▸ Task directions: Repeat every entry, word for word, leaving no line out.

Source records:
========================================
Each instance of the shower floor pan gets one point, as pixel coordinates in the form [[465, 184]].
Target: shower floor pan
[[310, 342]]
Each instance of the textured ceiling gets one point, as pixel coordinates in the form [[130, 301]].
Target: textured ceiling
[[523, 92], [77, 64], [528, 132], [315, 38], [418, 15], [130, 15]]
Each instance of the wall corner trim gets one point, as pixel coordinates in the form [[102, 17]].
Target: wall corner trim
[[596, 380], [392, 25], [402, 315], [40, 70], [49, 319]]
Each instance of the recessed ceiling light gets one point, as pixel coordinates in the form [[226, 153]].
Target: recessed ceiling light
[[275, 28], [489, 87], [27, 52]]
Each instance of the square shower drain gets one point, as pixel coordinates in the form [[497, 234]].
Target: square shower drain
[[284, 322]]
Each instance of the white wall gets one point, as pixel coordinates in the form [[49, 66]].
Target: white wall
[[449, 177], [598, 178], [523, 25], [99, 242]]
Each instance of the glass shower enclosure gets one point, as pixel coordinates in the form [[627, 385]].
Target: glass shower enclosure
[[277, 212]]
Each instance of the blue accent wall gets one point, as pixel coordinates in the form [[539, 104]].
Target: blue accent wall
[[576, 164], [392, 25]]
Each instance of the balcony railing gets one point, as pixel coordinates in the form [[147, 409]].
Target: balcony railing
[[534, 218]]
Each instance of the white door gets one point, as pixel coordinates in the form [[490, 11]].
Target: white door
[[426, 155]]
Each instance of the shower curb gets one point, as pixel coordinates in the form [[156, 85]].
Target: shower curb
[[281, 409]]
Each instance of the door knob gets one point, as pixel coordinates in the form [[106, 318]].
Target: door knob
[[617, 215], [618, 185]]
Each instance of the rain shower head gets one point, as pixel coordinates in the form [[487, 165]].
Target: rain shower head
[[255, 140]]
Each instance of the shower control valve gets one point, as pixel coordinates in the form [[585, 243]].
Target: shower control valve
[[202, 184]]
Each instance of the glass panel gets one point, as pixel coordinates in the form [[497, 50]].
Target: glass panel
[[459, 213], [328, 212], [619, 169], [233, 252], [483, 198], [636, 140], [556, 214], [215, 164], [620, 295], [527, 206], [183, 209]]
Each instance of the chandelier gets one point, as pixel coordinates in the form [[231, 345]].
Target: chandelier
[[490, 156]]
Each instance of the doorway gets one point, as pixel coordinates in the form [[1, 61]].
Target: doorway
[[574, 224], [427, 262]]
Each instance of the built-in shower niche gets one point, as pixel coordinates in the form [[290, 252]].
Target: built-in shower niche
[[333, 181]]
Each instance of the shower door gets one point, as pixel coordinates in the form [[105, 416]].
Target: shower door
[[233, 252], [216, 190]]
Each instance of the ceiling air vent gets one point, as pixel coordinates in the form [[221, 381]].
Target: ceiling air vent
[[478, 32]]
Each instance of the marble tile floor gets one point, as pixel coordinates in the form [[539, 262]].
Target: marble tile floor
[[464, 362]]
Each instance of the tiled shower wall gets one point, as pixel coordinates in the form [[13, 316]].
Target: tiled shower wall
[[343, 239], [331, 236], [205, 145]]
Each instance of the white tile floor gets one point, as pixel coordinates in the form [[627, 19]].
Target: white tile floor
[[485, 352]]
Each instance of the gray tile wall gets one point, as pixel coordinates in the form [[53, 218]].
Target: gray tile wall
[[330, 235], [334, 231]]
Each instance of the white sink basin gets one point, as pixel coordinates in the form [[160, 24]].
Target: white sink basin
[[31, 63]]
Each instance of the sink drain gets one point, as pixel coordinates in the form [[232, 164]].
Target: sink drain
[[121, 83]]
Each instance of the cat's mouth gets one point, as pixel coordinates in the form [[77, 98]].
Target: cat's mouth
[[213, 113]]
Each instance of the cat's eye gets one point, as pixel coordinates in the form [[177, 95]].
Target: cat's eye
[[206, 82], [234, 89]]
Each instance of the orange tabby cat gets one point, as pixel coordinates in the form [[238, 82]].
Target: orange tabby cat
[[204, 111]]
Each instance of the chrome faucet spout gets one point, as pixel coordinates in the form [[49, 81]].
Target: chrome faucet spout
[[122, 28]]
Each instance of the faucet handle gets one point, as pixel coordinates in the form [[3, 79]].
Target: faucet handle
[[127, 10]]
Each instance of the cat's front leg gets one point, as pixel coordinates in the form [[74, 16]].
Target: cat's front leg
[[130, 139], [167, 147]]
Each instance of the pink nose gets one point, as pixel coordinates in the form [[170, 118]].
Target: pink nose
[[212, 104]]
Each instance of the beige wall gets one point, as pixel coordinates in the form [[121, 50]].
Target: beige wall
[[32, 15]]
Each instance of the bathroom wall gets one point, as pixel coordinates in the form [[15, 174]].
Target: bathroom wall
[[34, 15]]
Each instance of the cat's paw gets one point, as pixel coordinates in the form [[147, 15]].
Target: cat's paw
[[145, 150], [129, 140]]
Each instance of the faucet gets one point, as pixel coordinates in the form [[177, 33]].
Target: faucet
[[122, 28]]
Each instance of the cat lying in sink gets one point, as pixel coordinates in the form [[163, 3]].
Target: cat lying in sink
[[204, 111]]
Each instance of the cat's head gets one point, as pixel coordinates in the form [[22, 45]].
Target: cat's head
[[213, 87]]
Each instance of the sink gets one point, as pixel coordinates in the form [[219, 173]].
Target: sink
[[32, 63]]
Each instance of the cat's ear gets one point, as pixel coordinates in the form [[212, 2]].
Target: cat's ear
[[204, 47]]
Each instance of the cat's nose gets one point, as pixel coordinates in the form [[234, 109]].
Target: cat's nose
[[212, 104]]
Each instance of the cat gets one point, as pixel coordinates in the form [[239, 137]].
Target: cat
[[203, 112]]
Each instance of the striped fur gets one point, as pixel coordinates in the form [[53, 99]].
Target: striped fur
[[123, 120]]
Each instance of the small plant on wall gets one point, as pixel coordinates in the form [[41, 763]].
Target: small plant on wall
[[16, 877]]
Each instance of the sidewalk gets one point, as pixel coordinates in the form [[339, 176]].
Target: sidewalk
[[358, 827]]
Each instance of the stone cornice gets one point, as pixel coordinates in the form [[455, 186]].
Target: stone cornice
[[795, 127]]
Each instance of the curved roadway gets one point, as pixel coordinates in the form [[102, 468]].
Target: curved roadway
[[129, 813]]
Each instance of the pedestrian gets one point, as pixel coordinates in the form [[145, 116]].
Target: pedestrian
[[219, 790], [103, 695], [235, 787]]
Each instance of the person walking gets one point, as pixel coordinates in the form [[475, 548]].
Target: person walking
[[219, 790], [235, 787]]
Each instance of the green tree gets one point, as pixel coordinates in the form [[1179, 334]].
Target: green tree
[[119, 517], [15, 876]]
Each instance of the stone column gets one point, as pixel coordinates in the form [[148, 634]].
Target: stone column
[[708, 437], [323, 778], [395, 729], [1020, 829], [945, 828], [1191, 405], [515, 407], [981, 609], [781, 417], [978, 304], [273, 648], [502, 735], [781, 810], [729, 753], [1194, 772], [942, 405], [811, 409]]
========================================
▸ Response area:
Each instance of the shower floor pan gets one point, as pixel coordinates in the form [[465, 184]].
Target: shower floor pan
[[310, 342]]
Each instance of the textured ceiling gets one point, as pixel coordinates in the form [[130, 301]].
Target: textured ceiling
[[523, 92], [77, 64], [528, 132], [315, 38], [418, 15], [130, 15]]
Each instance of the wall corner trim gets one point, as pixel coordinates in the form [[102, 17]].
Target: wall corner trim
[[596, 380], [392, 25], [402, 315], [40, 70], [49, 319]]
Each instance of the recessed ceiling light gets one point, as pixel coordinates in the form [[226, 153]].
Target: recessed ceiling light
[[275, 28], [489, 87], [27, 52]]
Each instance of the square shower drain gets one point, as pixel coordinates in the form [[497, 234]].
Target: square shower drain
[[284, 322]]
Each instance of the white wall gets one point, as pixel coordinates in the form [[49, 66]].
Target: white wall
[[449, 177], [598, 178], [523, 25], [99, 242]]
Each instance of the glass shower enclosure gets one point, as pixel coordinates in the form [[627, 385]].
Target: glass shower enclosure
[[277, 212]]
Each instance of the blue accent wall gets one point, as pixel coordinates in the form [[539, 104]].
Target: blue accent wall
[[576, 164], [392, 25]]
Each instance of the balcony railing gets one point, as pixel coordinates in the form [[147, 409]].
Target: balcony railing
[[534, 218]]
Each instance of the white door gets one point, as pixel coordinates in the form [[490, 11]].
Target: white door
[[426, 155]]
Each instance of the shower curb gets one point, as pixel coordinates in the form [[156, 85]].
Target: shower curb
[[281, 409]]
Each instance of the door knob gets one point, as pixel coordinates in the form [[106, 318]].
Target: door knob
[[617, 215], [618, 185]]
Each instance of the rain shower head gets one point, as pixel coordinates in the form [[487, 165]].
Target: rain shower head
[[255, 140]]
Each instance of the shower control valve gets one point, as pixel coordinates in the form [[585, 243]].
Target: shower control valve
[[202, 184]]
Each instance of the glass panel gets one point, as pixel coordinates in the form [[497, 50]].
Target: glass panel
[[459, 213], [328, 212], [619, 169], [233, 252], [483, 198], [636, 140], [556, 214], [215, 164], [620, 295], [527, 206], [183, 209]]
Each instance of the chandelier gets one point, as pixel coordinates in the form [[231, 345]].
Target: chandelier
[[490, 156]]
Each instance of the doorway gets one point, as pixel coordinates in the form [[1, 61]].
Target: doorway
[[574, 224], [427, 262]]
Each instance of the built-in shower niche gets one point, as pixel coordinates in the form [[290, 252]].
Target: built-in shower niche
[[333, 181]]
Each instance of the shower door gets one point, as pixel coordinates in the form [[105, 416]].
Target: shower door
[[233, 252], [216, 190]]
Each instance of the ceiling air vent gets one point, as pixel coordinates in the form [[221, 381]].
Target: ceiling air vent
[[478, 32]]
Each instance of the marble tile floor gets one point, as pixel coordinates in the form [[539, 262]].
Target: marble tile floor
[[464, 362]]
Each instance of the tiled shower wall gets one point, as pixel coordinates in the form [[13, 316]].
Target: tiled shower wall
[[343, 239], [331, 236], [205, 145]]
Each instance of the white tile floor gets one point, as pixel coordinates in the form [[627, 19]].
Target: white tile floor
[[485, 352]]
Each instance of the gray tile wall gets one point, as pixel coordinates in the form [[53, 218]].
Target: gray tile wall
[[330, 235], [334, 231]]
Each instance of the white sink basin gets one point, as pixel coordinates in the form [[160, 24]].
Target: white sink basin
[[31, 63]]
Each instance of the sink drain gets one point, as pixel coordinates in the form [[232, 164]].
Target: sink drain
[[121, 83]]
Each instance of the cat's mouth gets one point, as pixel coordinates in the form [[77, 98]].
Target: cat's mouth
[[213, 113]]
Each instance of the cat's eye gets one point, as pixel coordinates in the form [[177, 95]].
Target: cat's eye
[[206, 82], [234, 89]]
Each instance of the orange tabby cat gets one point, as pixel coordinates in the form [[238, 82]].
Target: orange tabby cat
[[204, 111]]
Each instance of the chrome faucet spout gets one point, as pixel coordinates in the form [[49, 81]].
Target: chrome faucet spout
[[122, 28]]
Each instance of the faucet handle gets one point, as pixel coordinates in the form [[3, 79]].
Target: faucet handle
[[127, 10]]
Each instance of the cat's front leg gets one point, as pixel coordinates in the form [[74, 16]].
Target: cat's front leg
[[130, 139], [167, 147]]
Each instance of the pink nose gets one point, as pixel coordinates in the form [[170, 118]].
Target: pink nose
[[212, 104]]
Each instance of the beige wall gets one point, as pixel coordinates in the form [[121, 50]].
Target: beige wall
[[32, 15]]
Each instance of the bathroom wall gets one point, as pixel coordinates in the form [[15, 174]].
Target: bathroom wall
[[34, 15]]
Each instance of the cat's paw gets one point, as pixel coordinates in the form [[147, 15]].
Target: cat's paw
[[145, 150], [129, 140]]
Each instance of the faucet gets one point, as pixel coordinates in the form [[177, 33]].
Target: faucet
[[122, 28]]
Each instance of the cat lying in sink gets one point, as pixel coordinates in the form [[163, 3]].
Target: cat lying in sink
[[204, 111]]
Each instance of the cat's head gets one point, as pixel coordinates in the form [[22, 45]].
Target: cat's head
[[213, 87]]
Each instance of the sink gets one point, as pixel coordinates in the form [[219, 173]].
Target: sink
[[32, 63]]
Each instance of the cat's ear gets one point, as pixel coordinates in the form [[212, 2]].
Target: cat's ear
[[204, 47]]
Each instance of the cat's nose gets one point, as pixel coordinates in the form [[234, 109]].
Target: cat's nose
[[212, 104]]
Each instance of the cat gets one point, as pixel coordinates in the form [[239, 137]].
Target: cat
[[203, 112]]
Each instance of the striped fur gets one point, as pixel coordinates in the form [[53, 99]].
Target: striped fur
[[123, 120]]
Each instance of the small plant on wall gets one point, as pixel coordinates in the form [[41, 763]].
Target: small plant on wall
[[16, 877]]
Each instance of the sidewalk gets one point, as pixel coordinates in the form [[339, 176]].
Target: sidewalk
[[358, 827]]
Each instance of the stone cornice gets one point, as pixel coordinates in the form [[455, 186]].
Target: stone cornice
[[795, 127]]
Each instance of the curved roadway gets one point, as pixel coordinates in the form [[102, 468]].
Target: curved roadway
[[129, 813]]
Each instance of the pedestrian gets one point, as pixel coordinates in the form [[145, 116]].
Target: pedestrian
[[219, 790], [103, 695], [235, 787]]
Each instance of the person walking gets one point, as pixel coordinates in the form [[475, 548]].
Target: person walking
[[219, 790], [235, 787]]
Each instance of the green tree gets one point, as pixel coordinates in the form [[1179, 334]].
Target: green tree
[[119, 517], [15, 876]]
Each instance of the stone column gets one point, as pixel coordinates in the form [[148, 634]].
Target: stone column
[[708, 437], [323, 778], [395, 729], [1020, 829], [945, 828], [1191, 405], [515, 407], [981, 609], [781, 417], [978, 304], [273, 648], [502, 735], [781, 810], [729, 753], [1194, 772], [942, 405], [811, 409]]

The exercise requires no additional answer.